INSTRUCTIONS TO FOLLOW:
Retype the whole listing exactly. Leave out pictures.

DATA FOR ANALYSIS:
◇ ◇ ◇ ◇ ◇

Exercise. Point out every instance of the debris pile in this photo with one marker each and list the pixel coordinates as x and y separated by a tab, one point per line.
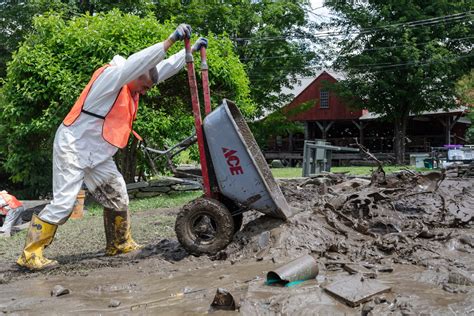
367	226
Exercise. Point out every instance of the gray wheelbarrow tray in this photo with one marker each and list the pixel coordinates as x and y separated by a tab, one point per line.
241	171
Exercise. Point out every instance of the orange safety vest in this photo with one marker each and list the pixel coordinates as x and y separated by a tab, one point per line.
118	121
10	200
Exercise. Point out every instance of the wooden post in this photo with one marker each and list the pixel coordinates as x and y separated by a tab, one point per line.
448	126
361	125
306	130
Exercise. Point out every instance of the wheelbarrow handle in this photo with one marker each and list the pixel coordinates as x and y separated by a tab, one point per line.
205	81
197	117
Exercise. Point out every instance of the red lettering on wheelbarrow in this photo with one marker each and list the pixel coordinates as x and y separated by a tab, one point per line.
233	161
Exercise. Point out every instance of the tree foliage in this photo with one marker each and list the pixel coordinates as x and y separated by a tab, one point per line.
465	90
17	17
55	62
396	66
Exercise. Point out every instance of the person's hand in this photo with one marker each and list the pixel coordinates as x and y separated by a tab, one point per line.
202	42
182	31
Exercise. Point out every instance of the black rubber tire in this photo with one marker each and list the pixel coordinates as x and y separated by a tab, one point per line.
28	213
220	220
238	219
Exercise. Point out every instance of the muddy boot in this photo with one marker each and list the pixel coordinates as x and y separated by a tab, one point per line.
40	234
117	232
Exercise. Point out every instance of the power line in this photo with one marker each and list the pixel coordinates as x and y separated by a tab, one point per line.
381	66
365	49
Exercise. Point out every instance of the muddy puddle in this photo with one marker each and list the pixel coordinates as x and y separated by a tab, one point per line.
406	239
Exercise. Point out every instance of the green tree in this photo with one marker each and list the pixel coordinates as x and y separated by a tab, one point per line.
272	38
55	62
403	57
465	90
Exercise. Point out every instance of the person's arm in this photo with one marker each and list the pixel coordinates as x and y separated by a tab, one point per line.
126	70
170	66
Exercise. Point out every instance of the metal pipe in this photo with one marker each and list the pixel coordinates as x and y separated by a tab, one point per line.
301	269
197	117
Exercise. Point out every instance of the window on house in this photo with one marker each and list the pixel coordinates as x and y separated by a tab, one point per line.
324	99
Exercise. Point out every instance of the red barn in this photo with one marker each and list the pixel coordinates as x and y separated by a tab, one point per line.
325	116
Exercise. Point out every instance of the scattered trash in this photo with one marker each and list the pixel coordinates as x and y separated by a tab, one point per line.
59	290
356	268
294	272
354	290
223	301
114	303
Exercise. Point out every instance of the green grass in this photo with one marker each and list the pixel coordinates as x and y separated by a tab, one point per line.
161	201
357	171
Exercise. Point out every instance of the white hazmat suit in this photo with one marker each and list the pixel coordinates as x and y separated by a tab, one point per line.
80	153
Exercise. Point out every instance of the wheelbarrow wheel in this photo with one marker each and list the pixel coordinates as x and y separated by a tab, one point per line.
204	226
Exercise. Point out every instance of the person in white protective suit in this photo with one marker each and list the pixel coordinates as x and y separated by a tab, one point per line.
99	123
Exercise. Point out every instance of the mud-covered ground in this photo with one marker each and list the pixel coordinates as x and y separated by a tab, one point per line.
408	231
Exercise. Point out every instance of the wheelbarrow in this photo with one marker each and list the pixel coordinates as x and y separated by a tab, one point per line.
235	175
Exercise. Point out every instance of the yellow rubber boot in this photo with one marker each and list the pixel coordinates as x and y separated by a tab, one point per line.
117	232
40	235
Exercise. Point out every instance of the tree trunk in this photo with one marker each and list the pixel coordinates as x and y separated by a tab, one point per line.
400	128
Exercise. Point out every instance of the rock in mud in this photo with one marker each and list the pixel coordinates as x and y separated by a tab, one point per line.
59	290
114	303
223	300
460	278
367	308
5	278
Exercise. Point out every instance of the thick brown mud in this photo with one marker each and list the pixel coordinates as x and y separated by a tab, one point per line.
410	232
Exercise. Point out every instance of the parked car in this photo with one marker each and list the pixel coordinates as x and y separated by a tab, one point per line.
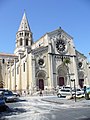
65	92
17	94
78	90
8	95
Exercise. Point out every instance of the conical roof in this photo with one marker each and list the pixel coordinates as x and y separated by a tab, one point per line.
24	24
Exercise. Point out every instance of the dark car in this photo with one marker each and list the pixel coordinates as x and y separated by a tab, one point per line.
8	95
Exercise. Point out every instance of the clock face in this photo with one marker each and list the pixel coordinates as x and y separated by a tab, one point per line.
61	46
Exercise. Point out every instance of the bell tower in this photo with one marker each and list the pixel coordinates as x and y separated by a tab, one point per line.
23	36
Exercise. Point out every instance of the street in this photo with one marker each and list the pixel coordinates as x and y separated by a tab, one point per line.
34	108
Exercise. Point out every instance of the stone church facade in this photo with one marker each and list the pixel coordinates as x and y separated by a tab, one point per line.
46	64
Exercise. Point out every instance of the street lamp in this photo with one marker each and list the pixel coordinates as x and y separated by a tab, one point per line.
73	80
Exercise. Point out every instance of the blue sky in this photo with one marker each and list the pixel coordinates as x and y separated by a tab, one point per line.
44	16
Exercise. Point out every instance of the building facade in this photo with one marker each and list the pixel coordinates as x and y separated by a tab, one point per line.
46	64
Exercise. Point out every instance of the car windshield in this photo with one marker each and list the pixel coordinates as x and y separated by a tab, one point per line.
8	92
63	90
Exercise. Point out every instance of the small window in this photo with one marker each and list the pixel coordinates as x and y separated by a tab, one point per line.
23	67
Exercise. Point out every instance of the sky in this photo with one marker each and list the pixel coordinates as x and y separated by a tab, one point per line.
73	16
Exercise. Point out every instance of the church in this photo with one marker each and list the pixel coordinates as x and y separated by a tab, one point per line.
46	64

◇ ◇ ◇ ◇ ◇

THE COMPLETED TASK:
Exercise. Point out every instance of the debris pile in this photo with one marker each and list the pixel coordinates as x and y separated by a tab, one point per line.
367	226
Exercise. Point out every instance of the gray wheelbarrow tray in this photo with one marker each and list the pixel coordinates as x and y separated by a tab, one point per line.
241	171
Exercise. Point out every instance of the orange safety vest in this photo with one marker each and list the pixel coordinates as x and y separated by a tab, one point per line.
118	121
10	200
Exercise. Point out every instance of the wooden post in this photo with one marker each and list the pixel coordinates as x and y separated by a tab, one point per line.
448	126
361	125
306	130
Exercise. Point out every instance of the wheelbarrow handle in this photo with one marker each and list the pixel coordinates as x and y separated by a tab, one point per line.
205	81
197	117
Exercise. Point out every instance of the red lettering on wheelbarrow in this photo with one marker each and list the pixel coordinates as x and y separated by a tab, one point per line.
233	161
Exercise. Point out every instance of the tree foliage in this photo with one marker each and list the pixel coordinates as x and y separated by a tab, one point per line.
465	90
17	17
55	62
396	66
Exercise. Point out every instance of the person's hand in this photo with one marker each and list the pixel coordinates as x and y separated by a tab, one point per line.
202	42
182	31
Exercise. Point out every instance of the black rubber tire in this photo with one marker each and list the pixel coordinates as x and y separated by a tab, one point per line.
28	213
220	220
238	219
Exercise. Point out every instance of the muddy boot in this photo with one marker each and list the pixel coordinates as x and y separated by a tab, one point per line.
40	234
117	232
Exercise. Point out every instance of the power line in this photo with one marker each and list the pixel coordinates as x and y separated by a tab, one point per line.
381	66
365	49
Exercise. Point out every instance of the muddy puddle in this photo with one marker each and list the pixel coordinates as x and y separated by a tab, one point per line.
406	239
Exercise. Point out every instance of the green tree in this photo with one marker each and list the pixel coordinates as x and y separated by a tab, one point per line.
272	38
55	62
403	57
465	90
Exercise. Point out every instance of the person's arm in this photo with one marker each and list the pixel coordinates as x and y separated by a tab, one point per line.
126	70
170	66
Exercise. Point out every instance of the metal pipe in this photo with one marker each and list the pixel coordinates as x and y separated by a tab, one point per line.
301	269
197	117
Exercise. Point out every instance of the window on house in this photo with one marker each and list the pixel coordinates as x and y separated by a tab, one point per line.
324	99
Exercise. Point out every instance of the red barn in this photo with one marker each and list the pixel coordinates as x and y separated by a tab, one point per line.
325	116
Exercise. Point out every instance of the scattered trash in this photo with one marker each and list the pixel coordinates as x and y separated by a tab, one point per line.
59	290
356	268
294	272
354	290
223	301
114	303
Exercise. Point out every instance of the green grass in this photo with one marker each and list the pixel coordinates as x and y separated by a tab, one point per line.
161	201
357	171
Exercise. Point out every instance of the white hazmat suit in this photo with one marker each and list the pixel coordinates as x and y separated by a tab, one point per line.
80	153
Exercise. Point out every instance of the wheelbarrow wheel in this photo with one marker each and list the pixel coordinates as x and y separated by a tab, one point per line.
204	226
Exercise. Point out every instance of the person in white protective suit in this photo with one marker each and list the pixel coordinates as x and y separated by a tab, one point per line.
99	123
Exercise. Point out every instance of the mud-covered ground in this photo with one marker each and list the pixel coordinates as x and y separated by a tab, one point per line.
408	231
Exercise. Point out every instance of the wheelbarrow in this photo with one marker each and list the pixel coordinates as x and y separated by a tab, one point per line.
235	175
Exercise. Point out every instance of the yellow rubber boot in this photo with one marker each and list the pixel coordinates as x and y separated by a tab, one point per line.
117	232
40	235
Exercise. Point out every instance of the tree trunk in this photo with one marker each and list the pixel coordinates as x and y separated by a tab, one point per line.
400	128
Exercise. Point out every instance of the rock in mud in this photo with one marker each and list the pixel coordinates as x and y separated by a tab, one point per line.
59	290
114	303
223	300
460	278
367	308
5	278
Exercise. Point out every instance of the thick brown mud in this photo with one marker each and list the pixel coordinates as x and y separated by a tab, one point per line.
410	232
Exercise. Point out every instance of the parked car in this photo with one marker each and list the pixel coordinates as x and y separated by a tab, one point per line.
65	92
17	94
78	90
8	95
Exercise. Point out every instance of the conical roof in this photo with one marker each and list the pixel coordinates as x and y separated by a tab, one point per line.
24	24
Exercise. Point out every instance of the dark car in this photo with one marker each and list the pixel coordinates as x and y separated by a tab, one point per line.
8	95
Exercise. Point out every instance of the clock face in this photo with one marker each and list the pixel coordinates as x and y separated by a tab, one point per line.
61	46
Exercise. Point out every instance of the bell tower in this photo with one marker each and list the pixel coordinates as x and y separated by a tab, one point per line.
23	36
Exercise. Point out every instance of the street in this photo with one marker each and list the pixel coordinates as x and y separated by a tab, one point per line.
34	108
Exercise. Point out every instance of the stone church facade in this photo with one marker each and list the pixel coordinates as x and y separated by a tab, one point per line.
46	64
Exercise. Point out every instance of the street lamp in this photo with one marker each and list the pixel coordinates as x and y separated by a tab, one point per line.
73	80
Exercise. Point out every instance of the blue sky in this photo with one marker each and list the pixel coordinates as x and y separated by a tab, one point per line.
44	16
Exercise. Point out every instance of the building facade in this photo with one marker each and list the pixel coordinates as x and y separated by a tab, one point per line.
46	64
Exercise. Point out every instance of the car windshield in this photo with one marker each and list the pixel coordinates as x and y separated by a tab, one point per line.
8	92
63	90
Exercise. Point out every instance of the small window in this photo with one marker each and list the pixel coordinates as x and y separated by a tab, one point per line.
23	67
Exercise. Point out every instance of the sky in this photo with one marker each and list the pixel coordinates as x and y separated by a tab, one point per line.
73	16
Exercise. Point out every instance of the church in this photo with one marker each and list the pixel coordinates as x and y separated by a tab, one point per line.
46	64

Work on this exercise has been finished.